PROBLEM TO WORK ON. Each record must be repeated exactly. None may be dropped.

Natural language region descriptions.
========================================
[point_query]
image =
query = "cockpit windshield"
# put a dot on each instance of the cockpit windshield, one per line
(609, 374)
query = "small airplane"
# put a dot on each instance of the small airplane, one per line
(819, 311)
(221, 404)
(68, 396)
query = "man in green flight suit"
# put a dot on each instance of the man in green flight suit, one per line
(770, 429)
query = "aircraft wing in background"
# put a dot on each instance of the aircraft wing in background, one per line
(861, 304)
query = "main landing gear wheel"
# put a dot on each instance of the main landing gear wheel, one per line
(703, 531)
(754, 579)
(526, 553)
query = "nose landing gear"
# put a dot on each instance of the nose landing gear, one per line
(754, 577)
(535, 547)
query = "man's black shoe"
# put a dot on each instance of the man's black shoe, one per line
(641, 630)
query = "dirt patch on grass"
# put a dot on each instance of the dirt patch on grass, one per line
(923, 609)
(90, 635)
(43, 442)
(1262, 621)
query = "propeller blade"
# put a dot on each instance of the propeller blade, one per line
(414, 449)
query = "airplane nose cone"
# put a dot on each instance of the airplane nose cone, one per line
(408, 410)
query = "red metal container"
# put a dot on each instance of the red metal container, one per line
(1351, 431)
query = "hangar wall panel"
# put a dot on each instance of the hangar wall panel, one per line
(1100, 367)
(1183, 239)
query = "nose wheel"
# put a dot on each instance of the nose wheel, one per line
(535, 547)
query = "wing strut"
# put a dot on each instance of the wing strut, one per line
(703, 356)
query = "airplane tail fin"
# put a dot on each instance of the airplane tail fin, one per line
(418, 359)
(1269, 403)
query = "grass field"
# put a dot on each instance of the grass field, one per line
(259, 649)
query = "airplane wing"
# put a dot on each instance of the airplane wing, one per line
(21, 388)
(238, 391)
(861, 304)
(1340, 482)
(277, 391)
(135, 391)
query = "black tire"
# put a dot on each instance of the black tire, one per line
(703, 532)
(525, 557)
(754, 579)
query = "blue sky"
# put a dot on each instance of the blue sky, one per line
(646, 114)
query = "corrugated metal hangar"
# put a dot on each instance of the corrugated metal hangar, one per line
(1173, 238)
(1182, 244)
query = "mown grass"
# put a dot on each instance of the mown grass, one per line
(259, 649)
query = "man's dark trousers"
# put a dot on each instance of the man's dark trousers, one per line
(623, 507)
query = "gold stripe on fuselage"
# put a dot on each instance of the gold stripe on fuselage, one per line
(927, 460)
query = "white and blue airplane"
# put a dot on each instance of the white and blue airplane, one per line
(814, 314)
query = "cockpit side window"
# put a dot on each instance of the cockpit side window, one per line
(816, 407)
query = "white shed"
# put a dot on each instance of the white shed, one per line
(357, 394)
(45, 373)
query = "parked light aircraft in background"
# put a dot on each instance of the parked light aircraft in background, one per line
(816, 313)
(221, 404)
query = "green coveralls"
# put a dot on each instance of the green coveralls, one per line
========================================
ANSWER BOX.
[point_query]
image =
query = "cockpit windshield"
# put a dot on each instance of the cockpit windshield, one per line
(609, 374)
query = "small airplane"
# put a dot on each instance of the small airplane, one per line
(819, 311)
(221, 404)
(68, 396)
query = "man in green flight suit"
# put a dot on each instance of the man in green flight suit, one per line
(770, 429)
query = "aircraft wing in background"
# put a dot on each instance of the aircraft wing in background, one per line
(861, 304)
query = "main landing gear wheel"
# put a dot on each instance of the main landing gear wheel, one per line
(703, 531)
(754, 579)
(526, 553)
query = "nose landing gear"
# put a dot on each instance of the nose landing gear, one per line
(754, 577)
(535, 547)
query = "man's black shoe"
# put a dot on each instance of the man's black shoe, one per line
(641, 630)
query = "dirt patch on grass"
# put a dot on each instance of the dirt patch on grass, one per line
(923, 609)
(90, 635)
(43, 442)
(1262, 621)
query = "propeller blade"
# put a dot on each instance of the propeller blade, one per line
(414, 449)
query = "airplane nose cone"
# put a dot on each instance of the airplane nose cone, one per line
(408, 410)
query = "red metal container"
# put a dot on each instance of the red metal container, one per line
(1351, 431)
query = "hangar wall panel"
# put a dot on each instance of the hangar wall panel, one per line
(1100, 367)
(1183, 239)
query = "nose wheel"
# put a dot on each instance of the nose wheel, one per line
(535, 547)
query = "wing strut"
# put a dot on each instance of the wing strut, one per line
(703, 356)
query = "airplane tail fin"
# put a dot on each instance of the airplane tail fin, one per line
(418, 359)
(1269, 403)
query = "grass field"
# put a dot on each instance of the grass field, one per line
(259, 649)
query = "airplane wing"
# put a dot on each instance of the airplane wing, one per line
(21, 388)
(238, 391)
(861, 304)
(1340, 482)
(277, 391)
(135, 391)
query = "black tire"
# put a dot on each instance of the black tire, one per line
(703, 532)
(525, 557)
(754, 579)
query = "blue sky"
# put a dot on each instance of the blue sky, one per line
(646, 114)
query = "corrugated metal hangar"
# put a dot on each instance of the corrugated metal hangar, one per line
(1173, 238)
(1182, 244)
query = "mown grass"
# put a dot on each instance of the mown grass, one per line
(259, 649)
query = "man's dark trousers"
# put a dot on each instance of the man's dark trousers, one per line
(623, 507)
query = "gold stripe on fuselage"
# put a dot on each instance of the gold stripe on fuselage, one per line
(927, 460)
query = "white and blue airplane"
# put a dot on each instance of the white and blue airplane, one per line
(814, 314)
query = "cockpit side window"
# put a dot on each instance of the cockpit side window, one per line
(816, 407)
query = "white shed"
# put a dot on each instance of the white shed, one per line
(357, 394)
(45, 373)
query = "parked light aircraft in background"
# put a dot on each instance of the parked light aircraft in background, one per line
(816, 313)
(221, 404)
query = "green coveralls"
# put a dot on each instance of the green coveralls, one per line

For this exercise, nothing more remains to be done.